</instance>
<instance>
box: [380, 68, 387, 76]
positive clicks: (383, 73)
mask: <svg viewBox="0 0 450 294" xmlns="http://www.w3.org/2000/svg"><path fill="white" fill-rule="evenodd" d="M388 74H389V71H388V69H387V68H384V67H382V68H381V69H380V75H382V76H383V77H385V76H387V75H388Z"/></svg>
######
DIRECTIONS: Pull every line from the items above and reproduce each one verbatim, without any change.

SOLUTION FOR THIS EXERCISE:
</instance>
<instance>
box: [380, 68, 387, 76]
positive clicks: (383, 73)
mask: <svg viewBox="0 0 450 294" xmlns="http://www.w3.org/2000/svg"><path fill="white" fill-rule="evenodd" d="M388 74H389V71H388V69H387V68H384V67H382V68H381V69H380V75H382V76H383V77H385V76H387V75H388Z"/></svg>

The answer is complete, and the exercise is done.